Objective -> The lines to extract begin at the one containing "hillside in the photo above." and run to the end of the listing; set them down exactly and alone.

=-=-=-=-=

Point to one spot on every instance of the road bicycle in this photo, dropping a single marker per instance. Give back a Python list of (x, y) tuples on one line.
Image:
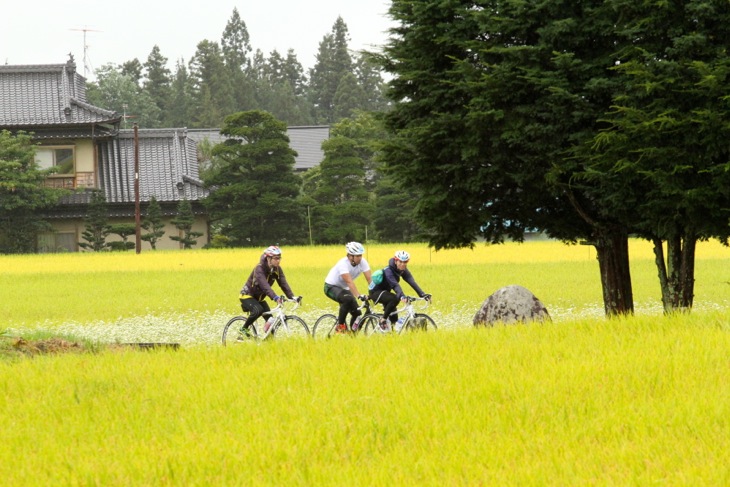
[(368, 323), (411, 320), (284, 325)]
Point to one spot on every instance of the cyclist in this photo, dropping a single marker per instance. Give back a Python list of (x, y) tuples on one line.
[(258, 286), (389, 293), (339, 285)]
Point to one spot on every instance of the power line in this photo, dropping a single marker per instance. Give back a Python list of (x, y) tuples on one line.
[(87, 63)]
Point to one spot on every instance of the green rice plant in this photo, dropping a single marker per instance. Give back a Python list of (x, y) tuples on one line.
[(635, 401), (114, 289)]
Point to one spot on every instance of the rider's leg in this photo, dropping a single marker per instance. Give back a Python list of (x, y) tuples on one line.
[(390, 303), (255, 308), (348, 303)]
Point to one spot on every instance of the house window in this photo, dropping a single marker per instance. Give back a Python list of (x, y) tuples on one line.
[(58, 157), (56, 242)]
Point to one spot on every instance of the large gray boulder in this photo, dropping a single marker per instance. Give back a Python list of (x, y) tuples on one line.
[(511, 304)]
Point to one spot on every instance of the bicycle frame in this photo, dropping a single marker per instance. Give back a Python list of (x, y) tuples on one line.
[(408, 314), (280, 314), (284, 323), (325, 324)]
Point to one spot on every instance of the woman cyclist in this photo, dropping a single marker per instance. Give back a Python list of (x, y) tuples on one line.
[(389, 293), (339, 285), (258, 286)]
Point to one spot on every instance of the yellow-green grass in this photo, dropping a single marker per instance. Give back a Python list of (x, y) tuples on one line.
[(581, 400), (618, 402), (45, 291)]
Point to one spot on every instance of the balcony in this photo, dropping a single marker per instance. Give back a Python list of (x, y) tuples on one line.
[(80, 180)]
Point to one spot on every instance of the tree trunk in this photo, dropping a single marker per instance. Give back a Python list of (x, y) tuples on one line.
[(612, 251), (676, 275)]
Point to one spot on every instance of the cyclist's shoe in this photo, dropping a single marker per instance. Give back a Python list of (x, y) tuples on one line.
[(245, 334)]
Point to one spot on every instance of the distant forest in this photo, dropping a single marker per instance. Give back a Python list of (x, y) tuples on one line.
[(226, 77)]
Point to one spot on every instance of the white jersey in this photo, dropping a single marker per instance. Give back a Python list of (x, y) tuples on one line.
[(343, 266)]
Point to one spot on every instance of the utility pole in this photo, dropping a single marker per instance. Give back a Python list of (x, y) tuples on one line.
[(137, 218), (87, 63)]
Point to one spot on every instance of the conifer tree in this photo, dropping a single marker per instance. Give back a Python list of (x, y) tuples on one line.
[(184, 223), (97, 224), (153, 222)]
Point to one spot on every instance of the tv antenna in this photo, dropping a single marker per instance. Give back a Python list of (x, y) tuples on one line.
[(87, 63)]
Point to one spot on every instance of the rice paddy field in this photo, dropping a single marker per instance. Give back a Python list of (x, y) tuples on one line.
[(580, 400)]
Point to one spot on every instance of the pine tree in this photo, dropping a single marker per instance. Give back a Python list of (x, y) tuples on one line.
[(333, 63), (97, 227), (182, 101), (212, 85), (124, 230), (153, 222), (256, 187), (236, 48), (184, 223), (158, 79)]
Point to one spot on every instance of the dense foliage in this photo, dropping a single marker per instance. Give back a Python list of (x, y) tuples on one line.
[(227, 77), (254, 190), (517, 115)]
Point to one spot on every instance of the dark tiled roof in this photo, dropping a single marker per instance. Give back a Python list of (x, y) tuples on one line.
[(47, 95), (168, 166), (305, 140)]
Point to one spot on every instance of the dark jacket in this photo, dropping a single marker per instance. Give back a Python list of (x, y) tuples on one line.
[(391, 280), (262, 276)]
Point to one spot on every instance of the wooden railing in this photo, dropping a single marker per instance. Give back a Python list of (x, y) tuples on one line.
[(80, 180)]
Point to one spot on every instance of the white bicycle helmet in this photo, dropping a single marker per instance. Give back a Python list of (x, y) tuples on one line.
[(355, 248), (402, 255), (272, 251)]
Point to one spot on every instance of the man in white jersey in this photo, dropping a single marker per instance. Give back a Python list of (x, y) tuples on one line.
[(339, 285)]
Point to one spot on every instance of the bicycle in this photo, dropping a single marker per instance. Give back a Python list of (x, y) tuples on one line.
[(285, 324), (412, 320), (369, 323)]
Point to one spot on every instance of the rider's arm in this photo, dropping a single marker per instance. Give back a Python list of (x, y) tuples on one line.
[(389, 276), (368, 276), (263, 282), (408, 277), (350, 283), (284, 285)]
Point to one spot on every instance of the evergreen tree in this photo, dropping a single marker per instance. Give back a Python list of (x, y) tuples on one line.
[(343, 211), (97, 228), (480, 121), (182, 103), (236, 48), (153, 223), (333, 63), (116, 91), (184, 223), (281, 88), (124, 230), (22, 194), (661, 163), (133, 70), (212, 86), (254, 187), (370, 80), (158, 80), (349, 97)]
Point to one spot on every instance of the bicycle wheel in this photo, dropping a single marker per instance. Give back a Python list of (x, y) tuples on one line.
[(293, 327), (421, 322), (324, 327), (232, 334), (370, 324)]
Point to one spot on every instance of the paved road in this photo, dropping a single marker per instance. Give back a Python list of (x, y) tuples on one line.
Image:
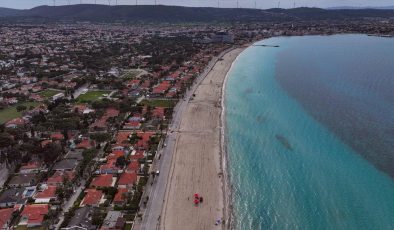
[(78, 91), (70, 203), (151, 216)]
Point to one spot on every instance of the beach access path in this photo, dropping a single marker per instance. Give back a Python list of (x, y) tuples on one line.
[(196, 160)]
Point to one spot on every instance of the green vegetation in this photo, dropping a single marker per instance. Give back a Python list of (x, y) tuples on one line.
[(131, 74), (11, 112), (48, 93), (127, 226), (160, 103), (91, 96)]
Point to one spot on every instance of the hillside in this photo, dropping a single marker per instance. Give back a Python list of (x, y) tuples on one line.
[(104, 13)]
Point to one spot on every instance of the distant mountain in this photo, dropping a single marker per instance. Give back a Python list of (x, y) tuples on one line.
[(4, 12), (363, 7), (104, 13)]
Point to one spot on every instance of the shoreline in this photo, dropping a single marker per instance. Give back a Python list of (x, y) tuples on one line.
[(199, 162), (228, 214)]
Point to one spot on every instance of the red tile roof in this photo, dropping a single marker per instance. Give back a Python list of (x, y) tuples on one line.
[(92, 197), (5, 216), (35, 213), (49, 192), (122, 138), (138, 155), (115, 154), (120, 195), (59, 176), (31, 165), (110, 165), (16, 121), (86, 144), (162, 87), (57, 136), (143, 143), (134, 166), (158, 112), (127, 179), (102, 181)]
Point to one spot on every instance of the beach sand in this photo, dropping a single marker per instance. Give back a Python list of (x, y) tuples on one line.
[(196, 163)]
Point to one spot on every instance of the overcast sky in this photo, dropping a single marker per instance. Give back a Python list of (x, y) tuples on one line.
[(25, 4)]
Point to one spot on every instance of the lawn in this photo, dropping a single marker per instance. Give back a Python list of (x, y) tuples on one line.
[(160, 103), (91, 96), (48, 93), (11, 113)]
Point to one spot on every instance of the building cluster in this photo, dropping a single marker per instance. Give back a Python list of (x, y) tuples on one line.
[(84, 109)]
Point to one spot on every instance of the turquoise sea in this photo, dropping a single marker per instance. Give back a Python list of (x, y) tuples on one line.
[(310, 133)]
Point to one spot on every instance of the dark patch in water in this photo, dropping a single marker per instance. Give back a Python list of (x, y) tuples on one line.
[(284, 142), (260, 119)]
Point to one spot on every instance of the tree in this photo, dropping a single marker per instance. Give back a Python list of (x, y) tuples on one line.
[(5, 140), (121, 162), (20, 108), (51, 152), (100, 137)]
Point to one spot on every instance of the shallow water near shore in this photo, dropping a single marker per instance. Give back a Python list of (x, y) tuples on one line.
[(309, 130)]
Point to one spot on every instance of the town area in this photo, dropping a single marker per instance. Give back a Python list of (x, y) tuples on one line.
[(85, 110)]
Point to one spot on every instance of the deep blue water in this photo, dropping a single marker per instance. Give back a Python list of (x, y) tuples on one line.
[(310, 131)]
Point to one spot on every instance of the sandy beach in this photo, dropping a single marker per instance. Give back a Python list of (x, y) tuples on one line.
[(196, 166)]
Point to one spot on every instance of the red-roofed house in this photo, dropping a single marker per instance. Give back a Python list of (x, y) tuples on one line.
[(136, 155), (33, 215), (143, 143), (6, 218), (59, 176), (86, 144), (134, 125), (57, 136), (31, 166), (15, 123), (127, 180), (120, 196), (110, 167), (134, 166), (47, 195), (161, 88), (103, 181), (92, 197), (122, 140), (116, 154), (158, 113)]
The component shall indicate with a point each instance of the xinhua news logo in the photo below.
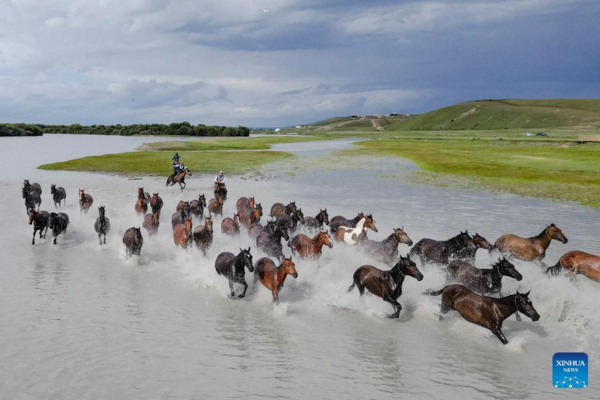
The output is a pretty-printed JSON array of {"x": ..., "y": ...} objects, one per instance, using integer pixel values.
[{"x": 570, "y": 370}]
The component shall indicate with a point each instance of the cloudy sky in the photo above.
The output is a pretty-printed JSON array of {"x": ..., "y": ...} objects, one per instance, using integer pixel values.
[{"x": 224, "y": 62}]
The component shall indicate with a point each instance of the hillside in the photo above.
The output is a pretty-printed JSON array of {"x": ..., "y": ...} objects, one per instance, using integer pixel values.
[{"x": 506, "y": 114}]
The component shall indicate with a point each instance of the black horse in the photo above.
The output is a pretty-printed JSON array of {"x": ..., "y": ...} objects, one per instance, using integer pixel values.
[
  {"x": 232, "y": 268},
  {"x": 102, "y": 225},
  {"x": 58, "y": 195}
]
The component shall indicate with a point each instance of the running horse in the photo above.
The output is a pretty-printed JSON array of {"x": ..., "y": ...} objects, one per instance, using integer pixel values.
[
  {"x": 179, "y": 178},
  {"x": 488, "y": 312}
]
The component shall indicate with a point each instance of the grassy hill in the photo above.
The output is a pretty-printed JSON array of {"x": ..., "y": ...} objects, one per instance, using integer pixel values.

=-=-=-=-=

Reply to the exercise ->
The component shall indicate with a point each instance of the hillside in the photo above.
The output is a pretty-printed JSON array of {"x": ..., "y": ...} objects, one per instance, using integer pixel values.
[{"x": 506, "y": 114}]
The component shall indicate with a point each instance of the black horse in the photo above.
The output is a pretty-printed JSON array of {"x": ..., "y": ...} objects, one per instance, using integer pixel values.
[
  {"x": 232, "y": 268},
  {"x": 102, "y": 225},
  {"x": 58, "y": 195}
]
The component shall indicate with a point each instance of the running horse in the photo above.
The output is a pretty-printed JSON array of {"x": ..., "y": ...} objects, one per instance, using integer pixel values.
[
  {"x": 179, "y": 178},
  {"x": 488, "y": 312}
]
The component shall indicate with a point each instance of the grassy hill in the photo above.
The output is a pretty-printed JSON array of {"x": ..., "y": ...} objects, one per instance, using integer pixel values.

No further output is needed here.